• _Extracted material_:
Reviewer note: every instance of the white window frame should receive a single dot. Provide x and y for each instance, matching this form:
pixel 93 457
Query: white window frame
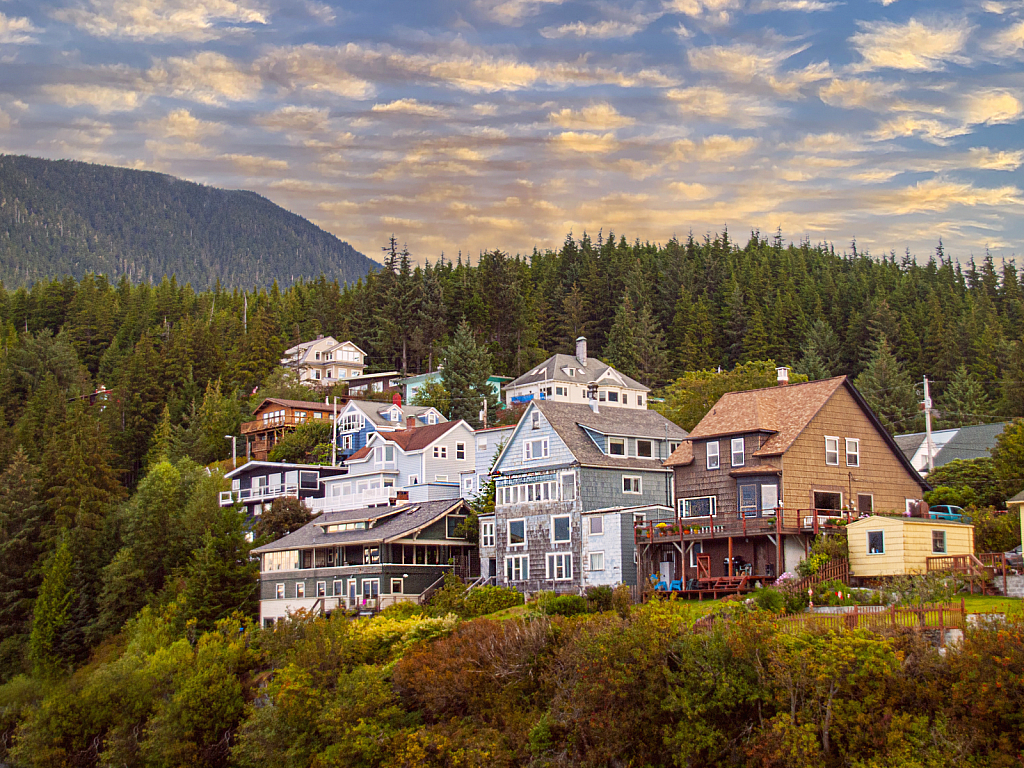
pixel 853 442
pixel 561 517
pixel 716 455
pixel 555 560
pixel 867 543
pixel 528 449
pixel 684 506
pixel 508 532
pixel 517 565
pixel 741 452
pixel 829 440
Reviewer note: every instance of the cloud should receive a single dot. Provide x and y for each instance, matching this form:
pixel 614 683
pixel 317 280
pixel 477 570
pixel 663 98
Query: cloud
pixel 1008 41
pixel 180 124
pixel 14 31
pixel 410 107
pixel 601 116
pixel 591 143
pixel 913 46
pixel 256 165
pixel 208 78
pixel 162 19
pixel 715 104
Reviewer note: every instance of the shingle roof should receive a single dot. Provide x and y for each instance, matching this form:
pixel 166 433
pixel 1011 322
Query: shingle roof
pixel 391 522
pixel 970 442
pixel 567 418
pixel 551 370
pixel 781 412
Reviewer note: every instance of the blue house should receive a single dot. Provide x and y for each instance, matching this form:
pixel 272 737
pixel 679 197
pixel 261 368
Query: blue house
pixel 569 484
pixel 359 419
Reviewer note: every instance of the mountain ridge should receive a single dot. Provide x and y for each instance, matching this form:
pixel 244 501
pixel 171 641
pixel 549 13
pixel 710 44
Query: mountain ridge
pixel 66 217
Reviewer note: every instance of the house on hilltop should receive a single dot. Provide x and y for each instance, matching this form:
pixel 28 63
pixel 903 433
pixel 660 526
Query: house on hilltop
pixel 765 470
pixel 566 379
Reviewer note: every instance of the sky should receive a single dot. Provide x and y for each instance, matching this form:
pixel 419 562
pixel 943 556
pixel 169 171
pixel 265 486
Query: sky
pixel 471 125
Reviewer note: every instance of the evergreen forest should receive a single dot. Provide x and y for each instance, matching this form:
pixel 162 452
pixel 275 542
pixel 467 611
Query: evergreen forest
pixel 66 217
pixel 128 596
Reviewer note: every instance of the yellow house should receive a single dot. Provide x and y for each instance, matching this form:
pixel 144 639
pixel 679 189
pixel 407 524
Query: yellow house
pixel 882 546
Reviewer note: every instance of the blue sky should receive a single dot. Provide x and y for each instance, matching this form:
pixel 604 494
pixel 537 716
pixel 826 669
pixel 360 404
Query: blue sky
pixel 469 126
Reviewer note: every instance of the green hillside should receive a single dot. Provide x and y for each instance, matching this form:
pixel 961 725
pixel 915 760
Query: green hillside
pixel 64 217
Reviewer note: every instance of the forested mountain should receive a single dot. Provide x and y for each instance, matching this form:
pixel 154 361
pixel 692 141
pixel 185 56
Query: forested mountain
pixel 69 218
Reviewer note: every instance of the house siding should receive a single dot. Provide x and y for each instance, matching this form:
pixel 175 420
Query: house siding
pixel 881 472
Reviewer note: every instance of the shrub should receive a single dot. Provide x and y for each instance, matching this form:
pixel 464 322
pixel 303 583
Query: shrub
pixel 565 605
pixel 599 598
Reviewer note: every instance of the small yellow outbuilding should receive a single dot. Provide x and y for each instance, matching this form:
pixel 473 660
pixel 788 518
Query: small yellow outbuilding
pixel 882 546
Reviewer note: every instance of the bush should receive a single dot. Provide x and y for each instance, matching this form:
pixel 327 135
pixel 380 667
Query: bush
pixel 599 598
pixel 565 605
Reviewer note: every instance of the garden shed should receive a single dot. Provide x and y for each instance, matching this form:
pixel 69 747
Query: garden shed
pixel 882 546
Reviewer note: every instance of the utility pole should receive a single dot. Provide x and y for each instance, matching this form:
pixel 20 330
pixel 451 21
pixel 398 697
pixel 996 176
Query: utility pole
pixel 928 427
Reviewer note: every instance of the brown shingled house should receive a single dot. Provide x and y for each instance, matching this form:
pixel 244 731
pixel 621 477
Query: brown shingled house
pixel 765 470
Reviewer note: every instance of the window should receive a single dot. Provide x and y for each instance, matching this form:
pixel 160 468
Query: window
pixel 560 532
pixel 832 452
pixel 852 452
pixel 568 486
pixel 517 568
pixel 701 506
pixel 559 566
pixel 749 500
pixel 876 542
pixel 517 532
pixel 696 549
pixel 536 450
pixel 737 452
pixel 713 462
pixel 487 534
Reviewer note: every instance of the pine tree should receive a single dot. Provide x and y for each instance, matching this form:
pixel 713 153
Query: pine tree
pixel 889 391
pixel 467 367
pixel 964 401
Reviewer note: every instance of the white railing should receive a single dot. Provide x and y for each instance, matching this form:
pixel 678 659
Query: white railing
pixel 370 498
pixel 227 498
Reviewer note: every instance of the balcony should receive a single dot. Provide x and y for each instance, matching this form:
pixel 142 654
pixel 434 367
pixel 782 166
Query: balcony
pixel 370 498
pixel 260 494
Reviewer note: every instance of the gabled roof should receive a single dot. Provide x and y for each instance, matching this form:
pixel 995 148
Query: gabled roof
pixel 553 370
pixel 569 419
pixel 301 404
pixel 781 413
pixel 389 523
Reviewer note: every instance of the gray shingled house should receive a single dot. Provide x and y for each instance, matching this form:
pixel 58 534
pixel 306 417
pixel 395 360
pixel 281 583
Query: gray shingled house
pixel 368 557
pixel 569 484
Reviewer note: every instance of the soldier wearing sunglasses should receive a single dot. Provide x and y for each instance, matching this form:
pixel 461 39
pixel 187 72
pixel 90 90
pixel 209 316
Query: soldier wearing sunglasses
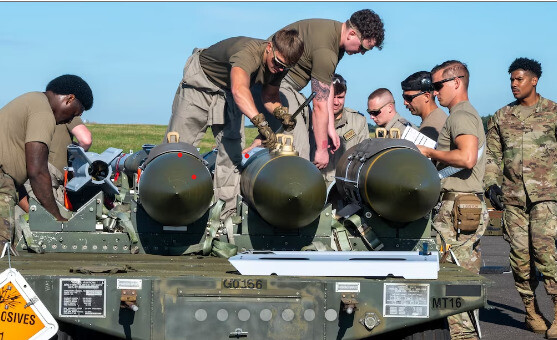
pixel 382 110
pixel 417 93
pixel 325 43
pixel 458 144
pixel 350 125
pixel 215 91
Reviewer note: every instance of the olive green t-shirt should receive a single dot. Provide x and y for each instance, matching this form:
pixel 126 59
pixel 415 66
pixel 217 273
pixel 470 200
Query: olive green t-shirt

--

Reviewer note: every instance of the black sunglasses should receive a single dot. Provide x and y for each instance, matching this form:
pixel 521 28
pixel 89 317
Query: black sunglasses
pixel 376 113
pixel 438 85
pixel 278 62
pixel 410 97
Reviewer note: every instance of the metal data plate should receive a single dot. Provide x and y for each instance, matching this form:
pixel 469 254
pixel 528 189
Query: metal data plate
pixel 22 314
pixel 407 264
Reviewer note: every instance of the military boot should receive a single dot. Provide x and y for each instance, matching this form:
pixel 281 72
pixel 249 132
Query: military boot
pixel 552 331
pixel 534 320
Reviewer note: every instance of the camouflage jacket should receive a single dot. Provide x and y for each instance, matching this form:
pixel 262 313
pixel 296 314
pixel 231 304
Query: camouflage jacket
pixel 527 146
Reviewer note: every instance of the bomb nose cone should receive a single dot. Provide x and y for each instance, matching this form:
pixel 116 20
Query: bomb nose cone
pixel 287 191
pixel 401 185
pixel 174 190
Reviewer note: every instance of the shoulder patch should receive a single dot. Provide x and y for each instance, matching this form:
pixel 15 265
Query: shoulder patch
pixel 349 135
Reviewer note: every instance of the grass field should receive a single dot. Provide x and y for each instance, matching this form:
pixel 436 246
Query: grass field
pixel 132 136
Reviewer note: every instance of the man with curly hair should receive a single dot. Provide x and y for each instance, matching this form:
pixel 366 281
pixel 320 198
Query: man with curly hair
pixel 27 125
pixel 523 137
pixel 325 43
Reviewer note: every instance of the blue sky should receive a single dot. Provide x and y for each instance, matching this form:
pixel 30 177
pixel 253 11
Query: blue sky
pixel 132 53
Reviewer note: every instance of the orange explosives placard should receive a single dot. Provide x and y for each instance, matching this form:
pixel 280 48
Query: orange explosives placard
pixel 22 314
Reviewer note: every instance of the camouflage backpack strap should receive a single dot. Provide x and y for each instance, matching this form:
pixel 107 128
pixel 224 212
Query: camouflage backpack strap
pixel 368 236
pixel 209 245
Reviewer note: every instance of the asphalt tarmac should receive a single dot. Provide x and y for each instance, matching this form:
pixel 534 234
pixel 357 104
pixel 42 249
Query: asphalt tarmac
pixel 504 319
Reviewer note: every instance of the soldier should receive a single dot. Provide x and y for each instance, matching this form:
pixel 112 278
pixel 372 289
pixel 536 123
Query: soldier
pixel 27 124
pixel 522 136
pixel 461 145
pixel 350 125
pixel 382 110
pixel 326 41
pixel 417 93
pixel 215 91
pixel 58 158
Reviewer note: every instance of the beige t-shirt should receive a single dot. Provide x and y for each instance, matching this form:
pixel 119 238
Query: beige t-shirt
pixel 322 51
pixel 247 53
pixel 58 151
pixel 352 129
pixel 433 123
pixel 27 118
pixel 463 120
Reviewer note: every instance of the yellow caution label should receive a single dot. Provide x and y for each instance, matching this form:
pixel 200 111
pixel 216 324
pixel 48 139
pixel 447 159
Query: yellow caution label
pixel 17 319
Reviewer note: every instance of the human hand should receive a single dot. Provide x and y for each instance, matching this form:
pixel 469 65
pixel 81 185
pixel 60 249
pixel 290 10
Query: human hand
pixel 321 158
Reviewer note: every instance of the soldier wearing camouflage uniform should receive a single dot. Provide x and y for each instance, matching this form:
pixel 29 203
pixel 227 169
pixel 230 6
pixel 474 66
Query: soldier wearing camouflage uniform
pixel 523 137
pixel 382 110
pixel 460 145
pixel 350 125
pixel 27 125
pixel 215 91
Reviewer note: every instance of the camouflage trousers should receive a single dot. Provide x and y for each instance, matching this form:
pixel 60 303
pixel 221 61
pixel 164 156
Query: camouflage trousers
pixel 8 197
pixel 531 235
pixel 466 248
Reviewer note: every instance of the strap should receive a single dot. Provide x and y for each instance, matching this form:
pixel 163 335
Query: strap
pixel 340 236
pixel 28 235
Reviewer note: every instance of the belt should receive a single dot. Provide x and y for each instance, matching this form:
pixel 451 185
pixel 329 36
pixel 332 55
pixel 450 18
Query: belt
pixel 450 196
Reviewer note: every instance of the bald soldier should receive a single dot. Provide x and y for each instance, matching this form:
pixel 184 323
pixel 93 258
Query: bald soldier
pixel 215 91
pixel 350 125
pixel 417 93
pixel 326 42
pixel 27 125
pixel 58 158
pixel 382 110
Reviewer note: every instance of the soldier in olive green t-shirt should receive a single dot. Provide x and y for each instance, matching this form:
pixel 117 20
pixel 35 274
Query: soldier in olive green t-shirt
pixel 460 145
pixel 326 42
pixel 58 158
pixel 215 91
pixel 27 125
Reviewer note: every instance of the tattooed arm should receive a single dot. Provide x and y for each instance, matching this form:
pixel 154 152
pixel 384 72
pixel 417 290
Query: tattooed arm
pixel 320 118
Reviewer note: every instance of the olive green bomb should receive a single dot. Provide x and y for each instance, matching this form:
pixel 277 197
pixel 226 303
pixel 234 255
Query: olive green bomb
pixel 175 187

---

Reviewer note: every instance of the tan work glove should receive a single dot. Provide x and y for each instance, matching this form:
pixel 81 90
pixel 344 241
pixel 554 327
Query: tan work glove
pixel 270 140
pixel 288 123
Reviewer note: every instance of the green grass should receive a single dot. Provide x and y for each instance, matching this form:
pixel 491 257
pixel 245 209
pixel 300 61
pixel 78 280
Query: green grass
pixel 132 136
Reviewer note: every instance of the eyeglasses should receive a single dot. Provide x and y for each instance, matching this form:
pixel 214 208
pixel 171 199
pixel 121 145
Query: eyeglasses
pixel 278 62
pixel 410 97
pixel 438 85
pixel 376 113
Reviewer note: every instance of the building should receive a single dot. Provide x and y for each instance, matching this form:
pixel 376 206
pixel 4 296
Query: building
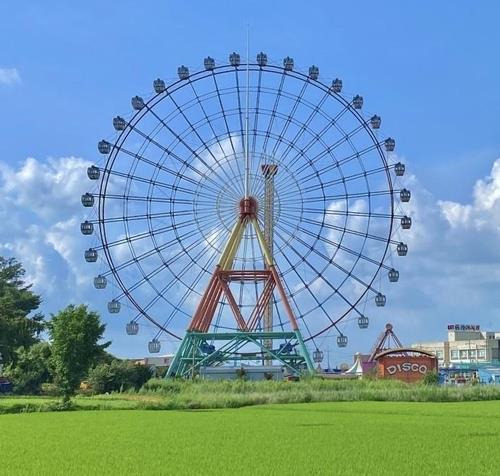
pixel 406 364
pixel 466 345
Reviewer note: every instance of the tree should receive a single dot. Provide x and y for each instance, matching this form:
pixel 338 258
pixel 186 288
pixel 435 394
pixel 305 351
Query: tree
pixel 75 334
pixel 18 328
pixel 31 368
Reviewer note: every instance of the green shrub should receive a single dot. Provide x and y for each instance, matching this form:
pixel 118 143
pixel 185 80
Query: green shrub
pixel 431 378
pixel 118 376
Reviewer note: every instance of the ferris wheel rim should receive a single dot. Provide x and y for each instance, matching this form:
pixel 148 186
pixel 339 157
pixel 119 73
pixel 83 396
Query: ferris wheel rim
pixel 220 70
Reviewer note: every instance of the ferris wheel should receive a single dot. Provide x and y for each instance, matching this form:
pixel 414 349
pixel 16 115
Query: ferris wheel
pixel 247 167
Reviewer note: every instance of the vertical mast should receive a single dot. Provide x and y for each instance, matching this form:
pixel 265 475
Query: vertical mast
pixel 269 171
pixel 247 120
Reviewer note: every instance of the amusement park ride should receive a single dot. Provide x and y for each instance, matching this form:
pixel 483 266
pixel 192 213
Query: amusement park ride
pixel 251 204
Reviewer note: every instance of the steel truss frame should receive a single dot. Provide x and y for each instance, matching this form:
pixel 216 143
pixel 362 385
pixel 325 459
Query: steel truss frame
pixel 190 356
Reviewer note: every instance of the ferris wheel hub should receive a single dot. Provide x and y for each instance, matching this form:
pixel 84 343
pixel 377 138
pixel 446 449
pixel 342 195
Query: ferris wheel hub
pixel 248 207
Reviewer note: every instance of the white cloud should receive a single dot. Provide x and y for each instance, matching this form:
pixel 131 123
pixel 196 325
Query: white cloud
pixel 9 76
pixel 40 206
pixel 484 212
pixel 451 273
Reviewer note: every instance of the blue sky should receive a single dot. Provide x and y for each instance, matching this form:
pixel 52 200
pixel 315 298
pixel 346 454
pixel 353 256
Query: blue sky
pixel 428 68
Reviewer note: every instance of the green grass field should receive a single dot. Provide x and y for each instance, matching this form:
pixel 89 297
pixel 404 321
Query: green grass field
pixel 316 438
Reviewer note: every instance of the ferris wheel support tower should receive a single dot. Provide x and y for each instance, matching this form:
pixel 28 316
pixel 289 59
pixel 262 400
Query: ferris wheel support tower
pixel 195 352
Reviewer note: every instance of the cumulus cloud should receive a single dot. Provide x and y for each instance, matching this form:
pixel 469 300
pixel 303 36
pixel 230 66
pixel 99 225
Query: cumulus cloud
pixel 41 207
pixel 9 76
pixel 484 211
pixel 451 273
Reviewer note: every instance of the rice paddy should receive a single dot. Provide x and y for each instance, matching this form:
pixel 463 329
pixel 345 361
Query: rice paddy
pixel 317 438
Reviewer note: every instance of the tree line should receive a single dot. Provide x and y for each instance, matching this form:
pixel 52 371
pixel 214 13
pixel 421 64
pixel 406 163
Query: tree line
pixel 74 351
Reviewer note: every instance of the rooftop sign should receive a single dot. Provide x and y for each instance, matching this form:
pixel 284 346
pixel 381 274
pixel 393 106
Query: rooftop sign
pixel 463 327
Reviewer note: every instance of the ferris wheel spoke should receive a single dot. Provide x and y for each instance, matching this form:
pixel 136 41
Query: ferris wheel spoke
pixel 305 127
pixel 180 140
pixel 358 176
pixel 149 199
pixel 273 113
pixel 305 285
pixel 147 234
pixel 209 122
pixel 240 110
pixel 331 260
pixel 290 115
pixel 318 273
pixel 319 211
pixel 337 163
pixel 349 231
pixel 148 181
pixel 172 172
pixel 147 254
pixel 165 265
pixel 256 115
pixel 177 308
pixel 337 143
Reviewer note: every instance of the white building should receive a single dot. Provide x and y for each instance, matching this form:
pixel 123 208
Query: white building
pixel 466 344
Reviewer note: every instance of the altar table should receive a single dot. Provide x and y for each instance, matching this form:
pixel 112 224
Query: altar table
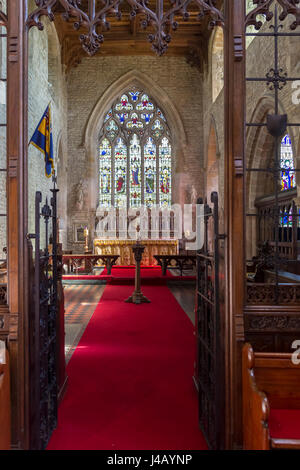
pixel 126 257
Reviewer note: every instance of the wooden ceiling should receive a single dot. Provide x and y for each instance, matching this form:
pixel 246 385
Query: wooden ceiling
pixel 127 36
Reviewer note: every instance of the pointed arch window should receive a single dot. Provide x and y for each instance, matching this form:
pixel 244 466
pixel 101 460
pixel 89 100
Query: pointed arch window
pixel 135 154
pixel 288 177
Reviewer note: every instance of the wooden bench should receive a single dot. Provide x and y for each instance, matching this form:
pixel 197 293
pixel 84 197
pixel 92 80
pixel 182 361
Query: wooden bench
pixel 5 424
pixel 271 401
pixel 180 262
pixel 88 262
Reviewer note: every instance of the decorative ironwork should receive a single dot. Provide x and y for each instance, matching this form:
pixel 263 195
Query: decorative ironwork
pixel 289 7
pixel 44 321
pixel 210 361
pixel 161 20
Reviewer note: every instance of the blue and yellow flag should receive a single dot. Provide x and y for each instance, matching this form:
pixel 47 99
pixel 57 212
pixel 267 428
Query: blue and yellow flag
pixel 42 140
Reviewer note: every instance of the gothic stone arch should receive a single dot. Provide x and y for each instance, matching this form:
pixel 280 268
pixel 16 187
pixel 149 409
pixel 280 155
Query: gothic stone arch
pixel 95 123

• _What you need to do_: The data above holds the lines to copy: start at the one with "Reviewer note: every instance of the white window", stop at the one with "pixel 1011 322", include both, copy them exactly without pictures, and copy nothing else.

• _Written solution_:
Reviewer note: every instance of the white window frame should receive a single dot. Provide x and y for each instance, matching this form:
pixel 93 457
Query: white window frame
pixel 853 442
pixel 561 517
pixel 716 455
pixel 555 560
pixel 867 543
pixel 528 449
pixel 684 506
pixel 508 532
pixel 517 565
pixel 741 452
pixel 829 440
Reviewer note: every instance of the cloud should receive a single dot. Provide x and y for each instance, matching this form:
pixel 614 683
pixel 317 280
pixel 477 570
pixel 663 98
Query: cloud
pixel 1008 41
pixel 180 124
pixel 14 31
pixel 410 107
pixel 601 116
pixel 591 143
pixel 913 46
pixel 256 165
pixel 208 78
pixel 162 19
pixel 715 104
Reviewer note: every instance of the shingle roof should receive a single dot. Provide x and y for each instance, matching this form:
pixel 166 433
pixel 1011 322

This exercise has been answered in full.